_Aufgabe 1_:
Beantworten Sie anhand des Textes über Union Berlin die folgenden Fragen.
(a) Gegen welche Mannschaft weiht Union Berlin die neue Haupttribüne ein?
(b) Wie weit ist der Stadioninnenraum von den alten Containerbauten entfernt?
(c) Was trugen die Jungs auf ihrem Weg in den Händen?
_Aufgabe 2_:
Geben Sie für jede Aussage an, ob sie mit dem Text über Union Berlin übereinstimmt, und belegen Sie Ihre Antwort mit einem wörtlichen Zitat.
(a) Die neue Haupttribüne wird an einem Samstag eingeweiht.
(b) Die Junioren machten sich gut gelaunt auf den Weg.
(c) Das fertiggestellte Stadion steht symbolisch für eine antikommerzielle Haltung.
_Aufgabe 3_:
Schreiben Sie aus dem Text über Union Berlin den Abschnitt wortgetreu ab, der bei „An diesem Freitag“ beginnt und bei „zur Marke macht.“ endet.

### Gezeigter Text ###

Union Berlin und die neue Haupttribüne: Eine Hommage an Köpenick

An diesem Freitag weiht Union Berlin die neue Haupttribüne mit einem Spiel gegen Celtic Glasgow ein. Das fertiggestellte Stadion steht symbolisch für die antikommerzielle Haltung, die den 1. FC Union zur Marke macht.

Missmutig traten die Jungs ihren Weg an. Mit vollgepackten Kisten in den Händen liefen sie von den alten Containerbauten rüber in den rund 100 Meter entfernten Stadioninnenraum. Ringsherum lärmten die Baumaschinen, Staub flog durch die Sommerluft. Die langen Gesichter ließen darauf schließen, dass einige Junioren des 1. FC Union auf ihre Vormittagsbeschäftigung als Umzugshelfer wohl liebend gern verzichtet hätten. Daran war aber nicht zu denken, die Zeit drängte.

### Material ###

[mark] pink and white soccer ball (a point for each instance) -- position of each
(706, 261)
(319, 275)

###

_Endgültige Antwort 1_:
(a) Gegen Celtic Glasgow.
(b) Rund 100 Meter.
(c) Vollgepackte Kisten.

_Endgültige Antwort 2_:
(a) Nein: „An diesem Freitag weiht Union Berlin die neue Haupttribüne mit einem Spiel gegen Celtic Glasgow ein.“
(b) Nein: „Missmutig traten die Jungs ihren Weg an.“
(c) Ja: „Das fertiggestellte Stadion steht symbolisch für die antikommerzielle Haltung“.

_Endgültige Antwort 3_:
An diesem Freitag weiht Union Berlin die neue Haupttribüne mit einem Spiel gegen Celtic Glasgow ein. Das fertiggestellte Stadion steht symbolisch für die antikommerzielle Haltung, die den 1. FC Union zur Marke macht.